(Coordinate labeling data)

————————

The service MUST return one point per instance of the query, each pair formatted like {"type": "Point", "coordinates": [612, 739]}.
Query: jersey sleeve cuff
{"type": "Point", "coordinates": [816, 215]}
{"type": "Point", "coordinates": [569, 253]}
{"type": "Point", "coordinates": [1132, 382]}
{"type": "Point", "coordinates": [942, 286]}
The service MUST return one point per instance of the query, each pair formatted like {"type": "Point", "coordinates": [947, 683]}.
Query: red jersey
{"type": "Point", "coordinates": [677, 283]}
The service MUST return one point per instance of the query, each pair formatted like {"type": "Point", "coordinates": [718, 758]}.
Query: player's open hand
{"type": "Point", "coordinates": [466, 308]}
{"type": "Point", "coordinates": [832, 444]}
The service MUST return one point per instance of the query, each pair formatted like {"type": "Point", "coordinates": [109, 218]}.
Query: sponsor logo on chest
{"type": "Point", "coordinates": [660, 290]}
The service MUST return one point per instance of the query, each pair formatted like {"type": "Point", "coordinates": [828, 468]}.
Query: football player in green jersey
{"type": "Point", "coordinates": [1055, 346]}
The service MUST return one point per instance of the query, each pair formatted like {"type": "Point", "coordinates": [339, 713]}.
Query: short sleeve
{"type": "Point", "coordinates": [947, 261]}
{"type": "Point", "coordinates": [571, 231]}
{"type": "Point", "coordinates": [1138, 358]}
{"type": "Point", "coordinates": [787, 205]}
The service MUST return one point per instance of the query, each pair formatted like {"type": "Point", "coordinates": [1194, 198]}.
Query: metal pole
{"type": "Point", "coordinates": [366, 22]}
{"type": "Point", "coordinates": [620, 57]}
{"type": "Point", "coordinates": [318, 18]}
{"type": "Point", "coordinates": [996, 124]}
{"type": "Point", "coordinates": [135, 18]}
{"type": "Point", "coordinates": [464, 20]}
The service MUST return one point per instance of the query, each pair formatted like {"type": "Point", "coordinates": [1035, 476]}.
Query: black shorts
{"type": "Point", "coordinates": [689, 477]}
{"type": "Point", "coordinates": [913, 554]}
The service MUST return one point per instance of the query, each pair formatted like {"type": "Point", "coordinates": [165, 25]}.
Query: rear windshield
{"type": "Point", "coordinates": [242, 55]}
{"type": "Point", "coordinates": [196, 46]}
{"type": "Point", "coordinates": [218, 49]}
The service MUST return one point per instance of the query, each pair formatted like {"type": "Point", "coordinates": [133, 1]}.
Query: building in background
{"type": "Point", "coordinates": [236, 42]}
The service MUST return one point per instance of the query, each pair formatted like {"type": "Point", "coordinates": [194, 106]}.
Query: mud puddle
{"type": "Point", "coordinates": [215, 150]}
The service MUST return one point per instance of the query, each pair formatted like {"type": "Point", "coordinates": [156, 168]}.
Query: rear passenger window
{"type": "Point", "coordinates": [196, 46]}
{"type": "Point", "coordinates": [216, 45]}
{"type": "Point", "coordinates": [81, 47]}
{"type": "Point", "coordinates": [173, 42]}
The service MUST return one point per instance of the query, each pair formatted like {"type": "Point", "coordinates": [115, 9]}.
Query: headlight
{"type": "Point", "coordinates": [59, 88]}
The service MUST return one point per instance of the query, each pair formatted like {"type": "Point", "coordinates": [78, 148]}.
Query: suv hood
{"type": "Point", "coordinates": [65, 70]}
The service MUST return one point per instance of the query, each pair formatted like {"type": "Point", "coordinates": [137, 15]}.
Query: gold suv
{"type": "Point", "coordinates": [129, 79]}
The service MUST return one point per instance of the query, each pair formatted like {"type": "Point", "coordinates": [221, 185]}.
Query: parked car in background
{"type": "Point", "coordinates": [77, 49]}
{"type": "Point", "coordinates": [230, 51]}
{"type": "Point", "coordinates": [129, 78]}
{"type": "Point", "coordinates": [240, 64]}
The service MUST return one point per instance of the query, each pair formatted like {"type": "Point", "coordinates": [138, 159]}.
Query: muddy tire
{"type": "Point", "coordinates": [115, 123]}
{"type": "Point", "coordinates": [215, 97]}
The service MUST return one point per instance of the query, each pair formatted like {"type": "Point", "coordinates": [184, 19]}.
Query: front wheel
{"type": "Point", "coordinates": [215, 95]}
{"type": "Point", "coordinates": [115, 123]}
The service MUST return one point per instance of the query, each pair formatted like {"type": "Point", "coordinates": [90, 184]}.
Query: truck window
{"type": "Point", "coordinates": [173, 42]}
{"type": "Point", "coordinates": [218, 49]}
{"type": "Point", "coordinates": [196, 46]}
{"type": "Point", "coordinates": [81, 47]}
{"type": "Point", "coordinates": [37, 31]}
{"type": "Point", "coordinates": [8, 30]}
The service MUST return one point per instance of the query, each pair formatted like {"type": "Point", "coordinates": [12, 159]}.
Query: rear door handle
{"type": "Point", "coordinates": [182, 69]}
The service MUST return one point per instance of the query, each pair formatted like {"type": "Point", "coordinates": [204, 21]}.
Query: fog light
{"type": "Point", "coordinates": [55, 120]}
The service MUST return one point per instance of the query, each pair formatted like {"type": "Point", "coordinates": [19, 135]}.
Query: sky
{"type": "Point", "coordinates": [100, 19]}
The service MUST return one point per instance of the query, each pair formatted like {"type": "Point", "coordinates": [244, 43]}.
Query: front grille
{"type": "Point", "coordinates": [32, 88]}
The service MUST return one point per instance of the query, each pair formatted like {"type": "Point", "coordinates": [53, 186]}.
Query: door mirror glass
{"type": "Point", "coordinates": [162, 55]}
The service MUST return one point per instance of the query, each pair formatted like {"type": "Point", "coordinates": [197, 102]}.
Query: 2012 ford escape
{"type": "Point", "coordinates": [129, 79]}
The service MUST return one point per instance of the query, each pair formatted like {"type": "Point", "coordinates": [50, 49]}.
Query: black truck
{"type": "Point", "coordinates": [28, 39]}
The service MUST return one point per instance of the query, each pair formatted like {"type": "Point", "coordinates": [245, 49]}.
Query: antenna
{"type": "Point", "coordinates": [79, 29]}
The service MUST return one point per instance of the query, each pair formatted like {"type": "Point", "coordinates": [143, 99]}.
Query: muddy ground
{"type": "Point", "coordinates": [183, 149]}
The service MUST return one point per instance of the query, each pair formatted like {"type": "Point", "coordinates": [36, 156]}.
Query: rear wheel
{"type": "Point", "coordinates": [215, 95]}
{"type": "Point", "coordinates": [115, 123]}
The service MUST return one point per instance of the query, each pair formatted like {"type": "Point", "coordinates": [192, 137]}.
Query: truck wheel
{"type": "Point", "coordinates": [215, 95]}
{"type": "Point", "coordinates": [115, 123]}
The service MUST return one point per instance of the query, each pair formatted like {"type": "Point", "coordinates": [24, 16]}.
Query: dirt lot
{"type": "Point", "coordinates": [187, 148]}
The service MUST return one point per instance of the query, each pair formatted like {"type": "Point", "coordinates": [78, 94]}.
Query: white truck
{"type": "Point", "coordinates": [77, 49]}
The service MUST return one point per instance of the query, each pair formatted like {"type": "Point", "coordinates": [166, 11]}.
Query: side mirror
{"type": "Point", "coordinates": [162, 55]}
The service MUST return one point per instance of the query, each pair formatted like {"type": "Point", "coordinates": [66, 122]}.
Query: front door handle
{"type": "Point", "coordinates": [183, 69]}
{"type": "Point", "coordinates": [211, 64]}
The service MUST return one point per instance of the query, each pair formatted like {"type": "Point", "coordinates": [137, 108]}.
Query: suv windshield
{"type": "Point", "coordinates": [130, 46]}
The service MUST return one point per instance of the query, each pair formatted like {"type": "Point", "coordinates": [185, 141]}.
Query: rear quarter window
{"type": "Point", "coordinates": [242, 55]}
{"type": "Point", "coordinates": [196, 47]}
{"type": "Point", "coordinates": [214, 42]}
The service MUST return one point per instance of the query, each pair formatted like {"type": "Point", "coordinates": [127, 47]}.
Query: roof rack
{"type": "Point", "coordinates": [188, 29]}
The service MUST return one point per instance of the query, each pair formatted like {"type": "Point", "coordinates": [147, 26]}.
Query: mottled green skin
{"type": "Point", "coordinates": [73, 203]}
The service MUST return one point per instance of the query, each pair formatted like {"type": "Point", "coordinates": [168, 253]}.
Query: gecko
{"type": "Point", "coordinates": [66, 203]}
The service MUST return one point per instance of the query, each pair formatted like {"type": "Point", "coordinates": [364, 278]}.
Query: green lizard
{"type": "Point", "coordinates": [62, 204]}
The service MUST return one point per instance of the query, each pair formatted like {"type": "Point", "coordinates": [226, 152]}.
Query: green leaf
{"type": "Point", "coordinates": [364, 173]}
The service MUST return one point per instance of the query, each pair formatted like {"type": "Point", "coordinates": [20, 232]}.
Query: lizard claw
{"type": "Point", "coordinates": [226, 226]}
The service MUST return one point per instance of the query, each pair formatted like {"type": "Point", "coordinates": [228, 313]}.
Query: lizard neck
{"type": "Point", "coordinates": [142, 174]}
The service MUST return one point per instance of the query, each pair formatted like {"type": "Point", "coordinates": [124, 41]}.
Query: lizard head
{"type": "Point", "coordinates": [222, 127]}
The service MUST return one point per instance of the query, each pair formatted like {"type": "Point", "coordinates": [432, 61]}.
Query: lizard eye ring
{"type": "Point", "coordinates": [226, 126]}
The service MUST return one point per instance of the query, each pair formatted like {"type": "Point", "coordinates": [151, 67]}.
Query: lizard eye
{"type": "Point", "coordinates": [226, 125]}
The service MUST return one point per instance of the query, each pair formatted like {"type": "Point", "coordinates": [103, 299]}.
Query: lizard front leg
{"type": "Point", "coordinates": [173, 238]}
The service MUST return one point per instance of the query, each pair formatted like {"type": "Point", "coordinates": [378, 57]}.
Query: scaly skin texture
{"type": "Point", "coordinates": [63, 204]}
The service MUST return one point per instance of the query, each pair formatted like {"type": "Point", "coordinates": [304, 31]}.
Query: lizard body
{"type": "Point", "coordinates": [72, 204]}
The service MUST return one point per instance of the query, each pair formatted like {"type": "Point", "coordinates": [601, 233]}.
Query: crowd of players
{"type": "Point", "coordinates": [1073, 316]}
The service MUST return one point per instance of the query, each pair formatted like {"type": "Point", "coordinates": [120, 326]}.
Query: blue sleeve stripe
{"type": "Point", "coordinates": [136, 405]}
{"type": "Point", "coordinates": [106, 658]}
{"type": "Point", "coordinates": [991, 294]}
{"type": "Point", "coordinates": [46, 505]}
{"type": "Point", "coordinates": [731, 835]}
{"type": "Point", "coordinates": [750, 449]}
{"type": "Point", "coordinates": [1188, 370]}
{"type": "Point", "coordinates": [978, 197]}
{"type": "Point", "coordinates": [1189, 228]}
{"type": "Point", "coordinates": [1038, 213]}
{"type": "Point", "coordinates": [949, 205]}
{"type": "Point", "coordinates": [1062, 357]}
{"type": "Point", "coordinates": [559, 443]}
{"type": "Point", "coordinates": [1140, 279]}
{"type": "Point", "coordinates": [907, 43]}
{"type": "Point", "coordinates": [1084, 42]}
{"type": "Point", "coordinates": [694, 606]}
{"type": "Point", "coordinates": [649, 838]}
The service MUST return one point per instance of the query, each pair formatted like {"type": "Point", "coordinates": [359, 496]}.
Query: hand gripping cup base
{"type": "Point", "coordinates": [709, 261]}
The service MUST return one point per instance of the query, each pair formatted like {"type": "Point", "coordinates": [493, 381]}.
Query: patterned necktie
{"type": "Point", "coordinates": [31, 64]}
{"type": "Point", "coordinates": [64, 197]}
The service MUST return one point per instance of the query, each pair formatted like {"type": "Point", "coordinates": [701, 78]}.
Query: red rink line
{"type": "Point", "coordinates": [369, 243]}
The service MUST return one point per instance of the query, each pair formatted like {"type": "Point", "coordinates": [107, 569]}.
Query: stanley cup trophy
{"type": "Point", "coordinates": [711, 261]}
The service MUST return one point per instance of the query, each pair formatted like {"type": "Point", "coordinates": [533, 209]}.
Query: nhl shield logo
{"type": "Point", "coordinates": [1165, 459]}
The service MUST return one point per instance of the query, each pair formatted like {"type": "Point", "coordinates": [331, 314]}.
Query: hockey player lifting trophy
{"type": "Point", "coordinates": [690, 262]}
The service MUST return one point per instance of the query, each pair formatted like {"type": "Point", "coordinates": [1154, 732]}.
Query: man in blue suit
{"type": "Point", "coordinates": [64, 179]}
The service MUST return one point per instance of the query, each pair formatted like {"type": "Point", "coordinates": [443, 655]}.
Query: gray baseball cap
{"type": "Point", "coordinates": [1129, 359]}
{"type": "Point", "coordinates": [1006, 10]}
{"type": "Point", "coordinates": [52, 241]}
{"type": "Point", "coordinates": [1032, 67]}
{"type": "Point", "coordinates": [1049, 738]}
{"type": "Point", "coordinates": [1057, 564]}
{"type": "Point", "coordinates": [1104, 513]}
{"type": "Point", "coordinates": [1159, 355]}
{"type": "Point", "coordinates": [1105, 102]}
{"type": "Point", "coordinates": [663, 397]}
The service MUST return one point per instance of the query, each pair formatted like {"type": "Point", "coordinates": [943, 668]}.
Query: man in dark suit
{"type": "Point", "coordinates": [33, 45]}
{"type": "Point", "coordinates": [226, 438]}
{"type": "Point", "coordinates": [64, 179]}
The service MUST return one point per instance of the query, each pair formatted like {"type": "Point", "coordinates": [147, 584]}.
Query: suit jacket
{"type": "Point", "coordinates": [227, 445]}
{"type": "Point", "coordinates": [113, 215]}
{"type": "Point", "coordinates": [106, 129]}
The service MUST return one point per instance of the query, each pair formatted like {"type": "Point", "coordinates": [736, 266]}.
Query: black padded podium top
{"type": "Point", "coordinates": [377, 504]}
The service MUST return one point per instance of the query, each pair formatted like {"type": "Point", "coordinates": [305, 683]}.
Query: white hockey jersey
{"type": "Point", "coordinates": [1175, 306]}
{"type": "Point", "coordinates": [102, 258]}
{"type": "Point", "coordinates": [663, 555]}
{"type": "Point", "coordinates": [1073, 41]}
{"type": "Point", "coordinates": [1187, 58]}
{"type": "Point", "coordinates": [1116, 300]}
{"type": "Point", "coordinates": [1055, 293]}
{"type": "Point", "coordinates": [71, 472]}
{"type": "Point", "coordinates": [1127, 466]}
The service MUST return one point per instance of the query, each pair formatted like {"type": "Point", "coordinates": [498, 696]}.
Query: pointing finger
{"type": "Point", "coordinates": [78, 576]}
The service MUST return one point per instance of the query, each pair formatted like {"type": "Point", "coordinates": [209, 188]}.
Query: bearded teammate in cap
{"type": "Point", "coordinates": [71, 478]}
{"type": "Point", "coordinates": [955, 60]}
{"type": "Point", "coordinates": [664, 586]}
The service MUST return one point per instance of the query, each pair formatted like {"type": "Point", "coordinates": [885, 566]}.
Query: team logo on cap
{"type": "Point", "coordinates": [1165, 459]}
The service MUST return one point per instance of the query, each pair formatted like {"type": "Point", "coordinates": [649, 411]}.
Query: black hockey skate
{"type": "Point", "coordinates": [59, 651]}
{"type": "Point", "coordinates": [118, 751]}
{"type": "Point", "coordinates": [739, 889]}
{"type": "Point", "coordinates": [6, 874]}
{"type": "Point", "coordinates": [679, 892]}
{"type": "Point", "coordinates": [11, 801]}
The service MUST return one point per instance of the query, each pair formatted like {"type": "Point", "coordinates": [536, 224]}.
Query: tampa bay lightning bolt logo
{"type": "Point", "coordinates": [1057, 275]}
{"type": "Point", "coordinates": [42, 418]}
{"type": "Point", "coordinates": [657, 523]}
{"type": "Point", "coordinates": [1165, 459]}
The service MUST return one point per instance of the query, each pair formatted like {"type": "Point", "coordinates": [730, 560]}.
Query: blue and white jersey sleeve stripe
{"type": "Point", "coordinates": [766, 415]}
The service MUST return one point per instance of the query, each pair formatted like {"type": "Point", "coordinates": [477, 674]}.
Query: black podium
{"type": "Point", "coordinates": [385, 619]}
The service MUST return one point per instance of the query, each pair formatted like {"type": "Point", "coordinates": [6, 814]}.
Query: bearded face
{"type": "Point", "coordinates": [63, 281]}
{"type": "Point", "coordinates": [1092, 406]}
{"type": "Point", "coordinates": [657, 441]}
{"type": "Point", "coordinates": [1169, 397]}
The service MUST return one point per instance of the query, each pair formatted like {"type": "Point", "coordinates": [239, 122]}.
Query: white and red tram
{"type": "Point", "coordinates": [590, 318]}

————————

> WRITTEN PROBLEM
Return each line from the entries above that contains the string "handle".

> EXERCISE ANSWER
Query: rear door handle
Query: front door handle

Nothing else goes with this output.